WRITTEN EXERCISE
Find every line in the material that contains the word "pavement" and copy each of those lines.

DATA SUPPLIED
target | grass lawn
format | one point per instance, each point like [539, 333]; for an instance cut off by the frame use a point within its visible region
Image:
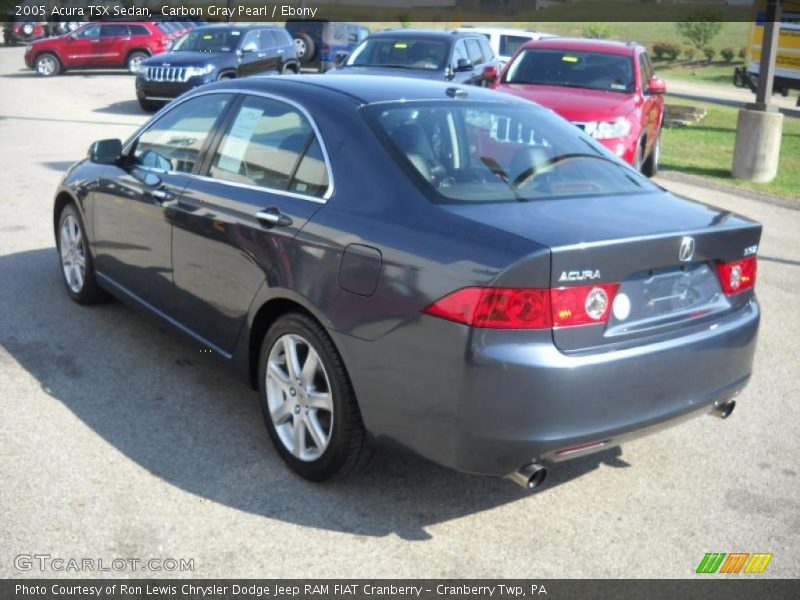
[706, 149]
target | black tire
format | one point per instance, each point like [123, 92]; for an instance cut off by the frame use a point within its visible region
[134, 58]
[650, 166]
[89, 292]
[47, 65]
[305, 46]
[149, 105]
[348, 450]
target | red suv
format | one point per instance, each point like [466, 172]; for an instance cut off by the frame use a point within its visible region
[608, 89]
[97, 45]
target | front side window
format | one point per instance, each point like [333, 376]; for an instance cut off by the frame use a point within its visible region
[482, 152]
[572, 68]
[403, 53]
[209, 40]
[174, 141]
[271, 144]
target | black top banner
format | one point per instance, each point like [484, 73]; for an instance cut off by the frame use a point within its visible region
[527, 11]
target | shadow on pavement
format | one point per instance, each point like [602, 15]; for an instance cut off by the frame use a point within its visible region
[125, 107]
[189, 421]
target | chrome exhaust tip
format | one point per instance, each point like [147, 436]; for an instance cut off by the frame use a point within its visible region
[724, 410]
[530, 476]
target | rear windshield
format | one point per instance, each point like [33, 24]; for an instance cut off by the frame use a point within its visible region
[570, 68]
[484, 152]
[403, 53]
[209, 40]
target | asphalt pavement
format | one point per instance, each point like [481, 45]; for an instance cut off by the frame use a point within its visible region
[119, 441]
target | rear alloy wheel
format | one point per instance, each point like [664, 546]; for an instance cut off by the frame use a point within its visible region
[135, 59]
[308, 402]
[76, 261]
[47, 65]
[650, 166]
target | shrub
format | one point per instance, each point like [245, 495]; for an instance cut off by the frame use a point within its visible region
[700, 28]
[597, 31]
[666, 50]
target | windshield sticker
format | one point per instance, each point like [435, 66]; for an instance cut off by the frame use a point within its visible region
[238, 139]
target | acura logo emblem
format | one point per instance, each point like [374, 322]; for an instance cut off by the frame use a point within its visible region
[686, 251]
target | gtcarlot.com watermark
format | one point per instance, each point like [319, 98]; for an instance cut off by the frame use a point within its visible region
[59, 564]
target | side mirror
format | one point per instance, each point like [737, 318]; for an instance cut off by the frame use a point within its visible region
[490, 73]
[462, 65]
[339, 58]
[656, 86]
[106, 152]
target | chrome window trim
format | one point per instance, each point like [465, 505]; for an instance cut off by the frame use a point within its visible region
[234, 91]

...

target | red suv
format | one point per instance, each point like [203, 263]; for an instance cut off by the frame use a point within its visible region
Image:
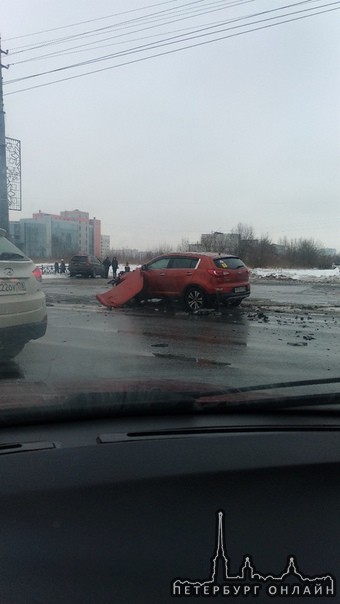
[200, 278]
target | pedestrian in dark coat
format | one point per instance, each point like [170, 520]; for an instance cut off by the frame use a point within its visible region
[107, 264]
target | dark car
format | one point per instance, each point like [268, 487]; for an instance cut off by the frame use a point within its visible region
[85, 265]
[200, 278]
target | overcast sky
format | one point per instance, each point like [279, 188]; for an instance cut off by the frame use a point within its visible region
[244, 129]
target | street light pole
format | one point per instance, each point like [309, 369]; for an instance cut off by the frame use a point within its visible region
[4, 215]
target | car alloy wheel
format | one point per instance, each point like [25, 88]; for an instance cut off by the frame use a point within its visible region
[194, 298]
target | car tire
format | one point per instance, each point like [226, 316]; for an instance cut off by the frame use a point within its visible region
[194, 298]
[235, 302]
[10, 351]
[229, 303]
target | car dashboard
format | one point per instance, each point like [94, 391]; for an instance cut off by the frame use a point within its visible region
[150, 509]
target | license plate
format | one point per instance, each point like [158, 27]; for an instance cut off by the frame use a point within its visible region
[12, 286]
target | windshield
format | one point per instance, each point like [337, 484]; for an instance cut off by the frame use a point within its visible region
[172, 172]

--

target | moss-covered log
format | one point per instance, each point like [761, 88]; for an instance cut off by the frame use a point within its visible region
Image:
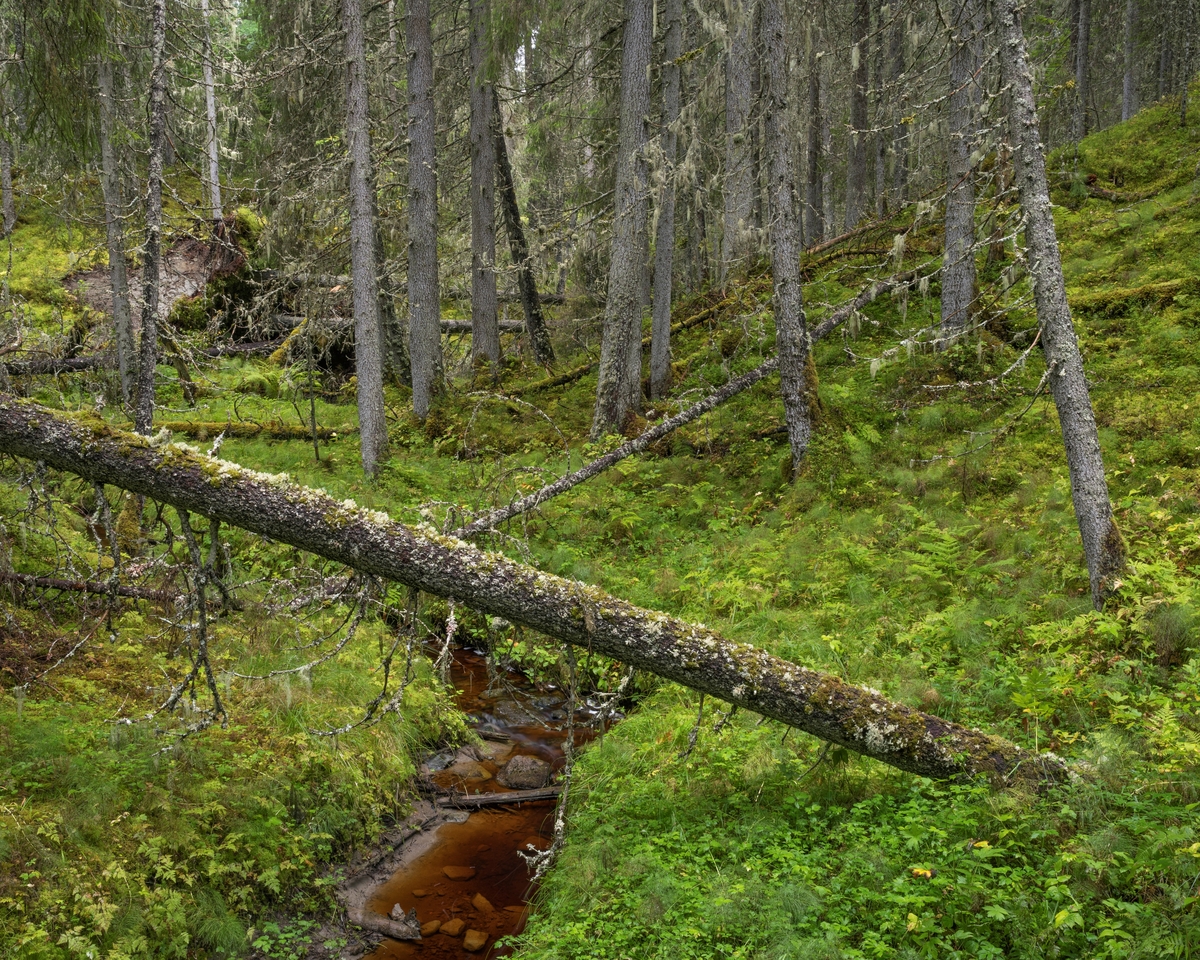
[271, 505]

RESULT FOR THIS TASK
target | shadow on pavement
target | asphalt pavement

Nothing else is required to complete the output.